++++ Texto de origem ++++

Mas Dom Bosco não lidava apenas com marengos e napoleões. Em seus bolsos, era mais frequente encontrar vários trocados, moedas de cobre, que ele usava para despesas comuns, como pegar a carruagem quando saía de Turim, fazer pequenas compras e esmolas e, talvez, fazer algum gesto que hoje chamaríamos de carismático, como quando despejou nas mãos do mestre de obras Bozzetti os primeiros oito soldos para a construção da nova igreja de Maria Auxiliadora.
Oito soldos, equivalentes a 4 moedas de 10 centavos ou 8 moedas de 5, correspondiam a uma “mutta” do sistema antigo, uma moeda cunhada em cobre com um pouco de prata, com um valor inicial de 20 soldos piemonteses, logo reduzido a oito soldos. Foi a antiga lira piemontesa que veio ao mundo por Vítor Amadeu III em 1794 e só foi abolida em 1865. A palavra “mutta” – em piem. mota (leia-se: muta) – por si só, significa “torrão” ou “telha”. “Mutta” era o nome dado às telhas feitas de casca de carvalho, usadas para curtimento de couro e, após o uso, ainda usadas para queimar ou manter o fogo aceso. Essas telhas, que costumavam ser tão grandes como um pão, foram reduzidas pela avareza dos fabricantes a proporções tão minúsculas que a população acabou chamando a lireta de Vitório Amadeu de “mutta”.

++++ Registros extraídos ++++

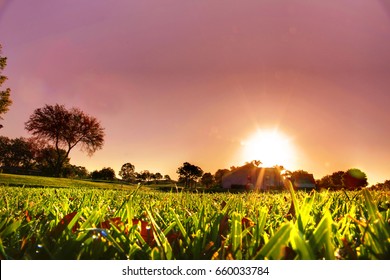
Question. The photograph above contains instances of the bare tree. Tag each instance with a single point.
(65, 129)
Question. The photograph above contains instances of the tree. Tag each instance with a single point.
(354, 179)
(107, 173)
(47, 159)
(65, 129)
(207, 180)
(127, 172)
(189, 173)
(332, 182)
(158, 176)
(5, 100)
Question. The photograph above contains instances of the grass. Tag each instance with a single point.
(51, 182)
(79, 222)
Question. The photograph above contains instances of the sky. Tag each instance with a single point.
(192, 81)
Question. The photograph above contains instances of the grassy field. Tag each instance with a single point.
(50, 182)
(69, 219)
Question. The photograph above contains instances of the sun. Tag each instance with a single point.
(271, 147)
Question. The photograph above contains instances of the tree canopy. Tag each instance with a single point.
(127, 171)
(189, 173)
(65, 129)
(5, 100)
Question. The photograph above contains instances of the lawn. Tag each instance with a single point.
(70, 219)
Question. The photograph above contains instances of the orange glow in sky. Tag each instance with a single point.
(303, 84)
(271, 147)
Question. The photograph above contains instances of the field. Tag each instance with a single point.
(43, 218)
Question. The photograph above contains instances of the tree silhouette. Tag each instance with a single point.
(207, 180)
(354, 179)
(189, 173)
(65, 129)
(127, 172)
(5, 100)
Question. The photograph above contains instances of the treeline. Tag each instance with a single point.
(29, 156)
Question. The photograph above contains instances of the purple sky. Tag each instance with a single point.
(174, 81)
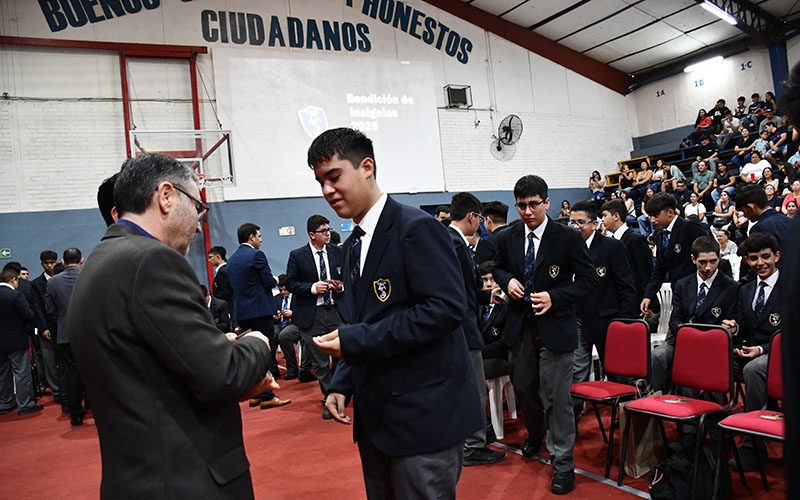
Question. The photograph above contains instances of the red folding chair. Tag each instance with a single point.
(702, 361)
(763, 424)
(627, 355)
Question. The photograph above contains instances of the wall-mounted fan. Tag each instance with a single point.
(503, 146)
(510, 130)
(501, 151)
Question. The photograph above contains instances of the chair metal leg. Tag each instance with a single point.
(718, 466)
(624, 450)
(600, 422)
(756, 447)
(697, 442)
(609, 453)
(663, 431)
(738, 462)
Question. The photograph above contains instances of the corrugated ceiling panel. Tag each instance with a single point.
(607, 30)
(659, 8)
(584, 15)
(715, 33)
(657, 55)
(531, 12)
(495, 7)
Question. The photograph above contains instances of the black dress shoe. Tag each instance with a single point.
(491, 437)
(563, 483)
(483, 456)
(32, 409)
(531, 447)
(306, 377)
(749, 460)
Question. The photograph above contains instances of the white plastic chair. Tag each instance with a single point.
(665, 303)
(496, 387)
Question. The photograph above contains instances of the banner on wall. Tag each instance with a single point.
(252, 24)
(275, 107)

++++

Desafios
**A.** Segundo o texto sobre Dom Bosco e as moedas, em que ano a lira piemontesa foi abolida?
**B.** Reescreva como tabela em Markdown, com as colunas "Linha" e "Conteúdo", somente as linhas dos registros que começam na linha que contém "Question. The photograph above contains instances of the chair" e terminam no fim dos registros, sem as linhas em branco.

Exercício resolvido
**A.** Em 1865.

**B.**
| Linha | Conteúdo |
|---|---|
| 1 | Question. The photograph above contains instances of the chair metal leg. Tag each instance with a single point. |
| 2 | (718, 466) |
| 3 | (624, 450) |
| 4 | (600, 422) |
| 5 | (756, 447) |
| 6 | (697, 442) |
| 7 | (609, 453) |
| 8 | (663, 431) |
| 9 | (738, 462) |
| 10 | Question. The photograph above contains instances of the corrugated ceiling panel. Tag each instance with a single point. |
| 11 | (607, 30) |
| 12 | (659, 8) |
| 13 | (584, 15) |
| 14 | (715, 33) |
| 15 | (657, 55) |
| 16 | (531, 12) |
| 17 | (495, 7) |
| 18 | Question. The photograph above contains instances of the black dress shoe. Tag each instance with a single point. |
| 19 | (491, 437) |
| 20 | (563, 483) |
| 21 | (483, 456) |
| 22 | (32, 409) |
| 23 | (531, 447) |
| 24 | (306, 377) |
| 25 | (749, 460) |
| 26 | Question. The photograph above contains instances of the white plastic chair. Tag each instance with a single point. |
| 27 | (665, 303) |
| 28 | (496, 387) |
| 29 | Question. The photograph above contains instances of the banner on wall. Tag each instance with a single point. |
| 30 | (252, 24) |
| 31 | (275, 107) |